◆ **Work to complete**:
The answer must be every entry, retyped without a single difference.

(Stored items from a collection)
··········

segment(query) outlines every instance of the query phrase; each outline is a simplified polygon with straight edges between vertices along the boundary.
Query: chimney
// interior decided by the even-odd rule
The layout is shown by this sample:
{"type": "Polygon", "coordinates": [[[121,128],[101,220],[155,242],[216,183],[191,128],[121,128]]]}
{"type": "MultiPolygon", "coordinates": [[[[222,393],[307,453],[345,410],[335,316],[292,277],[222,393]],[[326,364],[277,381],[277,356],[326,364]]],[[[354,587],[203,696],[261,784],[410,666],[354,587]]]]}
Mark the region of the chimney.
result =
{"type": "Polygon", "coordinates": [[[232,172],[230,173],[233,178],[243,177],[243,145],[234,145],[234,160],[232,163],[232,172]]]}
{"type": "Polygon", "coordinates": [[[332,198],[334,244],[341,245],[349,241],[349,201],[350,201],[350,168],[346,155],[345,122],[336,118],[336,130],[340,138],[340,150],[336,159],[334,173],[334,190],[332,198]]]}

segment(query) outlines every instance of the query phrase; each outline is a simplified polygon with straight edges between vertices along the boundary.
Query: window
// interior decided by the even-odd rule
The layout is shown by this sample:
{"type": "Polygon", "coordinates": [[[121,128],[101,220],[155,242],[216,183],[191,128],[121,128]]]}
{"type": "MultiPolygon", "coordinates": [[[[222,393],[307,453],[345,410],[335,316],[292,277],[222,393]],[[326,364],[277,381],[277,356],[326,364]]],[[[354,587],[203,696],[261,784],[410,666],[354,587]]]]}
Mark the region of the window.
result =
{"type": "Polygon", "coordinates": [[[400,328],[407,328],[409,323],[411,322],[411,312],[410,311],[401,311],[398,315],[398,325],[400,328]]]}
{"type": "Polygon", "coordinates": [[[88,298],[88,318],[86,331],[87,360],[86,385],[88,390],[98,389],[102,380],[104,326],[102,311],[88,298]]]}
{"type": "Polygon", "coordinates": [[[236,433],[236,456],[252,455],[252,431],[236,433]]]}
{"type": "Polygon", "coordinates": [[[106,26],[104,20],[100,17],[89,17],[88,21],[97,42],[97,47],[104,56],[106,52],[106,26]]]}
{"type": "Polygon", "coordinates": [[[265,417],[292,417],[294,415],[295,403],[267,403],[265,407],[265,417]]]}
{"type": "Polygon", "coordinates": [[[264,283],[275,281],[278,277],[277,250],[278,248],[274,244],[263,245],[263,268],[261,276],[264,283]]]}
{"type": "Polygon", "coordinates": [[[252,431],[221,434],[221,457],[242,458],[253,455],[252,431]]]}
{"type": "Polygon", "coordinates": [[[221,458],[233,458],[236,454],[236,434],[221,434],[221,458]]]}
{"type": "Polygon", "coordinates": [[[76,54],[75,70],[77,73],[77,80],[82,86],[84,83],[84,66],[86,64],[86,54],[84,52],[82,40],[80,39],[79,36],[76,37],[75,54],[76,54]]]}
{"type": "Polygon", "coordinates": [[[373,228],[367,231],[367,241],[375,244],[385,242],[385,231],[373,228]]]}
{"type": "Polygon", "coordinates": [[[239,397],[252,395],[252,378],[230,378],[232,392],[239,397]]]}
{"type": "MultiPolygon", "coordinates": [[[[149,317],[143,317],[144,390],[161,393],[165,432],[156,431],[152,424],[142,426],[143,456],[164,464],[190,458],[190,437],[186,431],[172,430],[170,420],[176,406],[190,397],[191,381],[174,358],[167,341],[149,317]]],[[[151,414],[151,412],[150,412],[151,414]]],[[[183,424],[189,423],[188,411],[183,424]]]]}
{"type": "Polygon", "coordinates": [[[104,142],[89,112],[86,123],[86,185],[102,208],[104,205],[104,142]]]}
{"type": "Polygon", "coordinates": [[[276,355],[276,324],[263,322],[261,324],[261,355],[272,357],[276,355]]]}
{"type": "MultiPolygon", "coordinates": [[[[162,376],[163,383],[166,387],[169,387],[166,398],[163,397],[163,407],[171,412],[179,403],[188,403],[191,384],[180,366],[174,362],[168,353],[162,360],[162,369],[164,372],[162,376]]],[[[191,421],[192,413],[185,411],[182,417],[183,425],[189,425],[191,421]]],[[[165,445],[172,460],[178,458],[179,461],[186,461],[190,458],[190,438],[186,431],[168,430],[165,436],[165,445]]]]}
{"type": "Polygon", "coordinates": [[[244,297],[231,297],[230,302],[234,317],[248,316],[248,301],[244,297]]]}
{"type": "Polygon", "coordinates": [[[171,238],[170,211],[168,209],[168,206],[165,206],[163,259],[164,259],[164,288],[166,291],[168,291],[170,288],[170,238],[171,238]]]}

··········

◆ **Worked solution**:
segment(query) outlines every instance of the query phrase; each outline is a simplified polygon with straight edges between vertices along the boundary.
Query: chimney
// interior decided by the even-odd rule
The layout is shown by this sample:
{"type": "Polygon", "coordinates": [[[121,128],[101,220],[155,242],[216,183],[191,128],[121,128]]]}
{"type": "MultiPolygon", "coordinates": [[[[222,393],[307,453],[345,410],[335,316],[292,277],[222,393]],[[326,364],[277,381],[277,356],[326,364]]],[[[354,587],[203,696],[261,784],[410,666],[354,587]]]]}
Mark the region of the chimney.
result =
{"type": "Polygon", "coordinates": [[[232,172],[230,173],[233,178],[243,177],[243,145],[234,145],[234,160],[232,163],[232,172]]]}
{"type": "Polygon", "coordinates": [[[332,198],[334,244],[341,245],[349,241],[349,201],[350,201],[350,168],[346,155],[345,122],[336,118],[336,130],[340,138],[340,150],[336,159],[334,173],[334,190],[332,198]]]}

segment(query) outlines every instance of the query phrase; each outline is a simplified polygon with straight edges between vertices along the boundary.
Query: window
// interior decided by the even-odd rule
The layout is shown by this sample:
{"type": "Polygon", "coordinates": [[[121,128],[101,220],[155,242],[216,183],[191,128],[121,128]]]}
{"type": "MultiPolygon", "coordinates": [[[[222,393],[307,453],[345,410],[335,316],[292,277],[222,393]],[[326,364],[277,381],[277,356],[326,364]]],[[[354,587],[203,696],[261,784],[410,666],[354,587]]]]}
Mark the region of the window.
result =
{"type": "Polygon", "coordinates": [[[400,328],[407,328],[409,323],[411,322],[411,312],[410,311],[401,311],[398,315],[398,325],[400,328]]]}
{"type": "Polygon", "coordinates": [[[88,298],[88,318],[86,331],[87,360],[86,385],[88,390],[98,389],[102,380],[104,326],[102,311],[88,298]]]}
{"type": "Polygon", "coordinates": [[[236,433],[236,456],[252,455],[252,431],[236,433]]]}
{"type": "Polygon", "coordinates": [[[106,26],[104,20],[100,17],[89,17],[88,21],[97,42],[97,47],[104,56],[106,52],[106,26]]]}
{"type": "Polygon", "coordinates": [[[265,417],[292,417],[294,415],[295,403],[267,403],[265,407],[265,417]]]}
{"type": "Polygon", "coordinates": [[[264,283],[275,281],[278,277],[277,250],[278,248],[274,244],[263,245],[263,268],[261,276],[264,283]]]}
{"type": "Polygon", "coordinates": [[[252,431],[221,434],[221,457],[242,458],[253,455],[252,431]]]}
{"type": "Polygon", "coordinates": [[[221,458],[233,458],[236,454],[236,434],[221,434],[221,458]]]}
{"type": "Polygon", "coordinates": [[[76,54],[75,70],[77,73],[77,80],[82,86],[84,83],[84,66],[86,64],[86,54],[84,52],[82,40],[80,39],[79,36],[76,37],[75,54],[76,54]]]}
{"type": "Polygon", "coordinates": [[[373,228],[367,231],[367,241],[375,244],[385,242],[385,231],[373,228]]]}
{"type": "Polygon", "coordinates": [[[239,397],[252,395],[252,378],[230,378],[232,392],[239,397]]]}
{"type": "MultiPolygon", "coordinates": [[[[149,317],[143,317],[144,390],[161,393],[165,432],[156,431],[152,424],[142,426],[143,456],[164,464],[190,458],[190,437],[186,431],[172,430],[170,420],[176,406],[190,397],[191,381],[174,358],[167,341],[149,317]]],[[[151,414],[151,412],[150,412],[151,414]]],[[[183,424],[189,423],[188,411],[183,424]]]]}
{"type": "Polygon", "coordinates": [[[104,142],[89,112],[86,123],[86,185],[102,208],[104,205],[104,142]]]}
{"type": "Polygon", "coordinates": [[[276,355],[276,324],[263,322],[261,324],[261,355],[272,357],[276,355]]]}
{"type": "MultiPolygon", "coordinates": [[[[162,376],[163,383],[166,387],[169,387],[166,398],[163,397],[163,407],[171,412],[179,403],[188,403],[191,384],[180,366],[174,362],[168,353],[162,360],[162,369],[164,372],[162,376]]],[[[191,421],[192,413],[185,411],[182,417],[183,425],[189,425],[191,421]]],[[[165,445],[172,460],[178,458],[179,461],[186,461],[190,458],[190,438],[186,431],[168,430],[165,436],[165,445]]]]}
{"type": "Polygon", "coordinates": [[[244,297],[231,297],[230,302],[234,317],[248,316],[248,301],[244,297]]]}
{"type": "Polygon", "coordinates": [[[171,238],[170,211],[168,209],[168,206],[165,206],[163,259],[164,259],[164,288],[166,291],[168,291],[170,288],[170,238],[171,238]]]}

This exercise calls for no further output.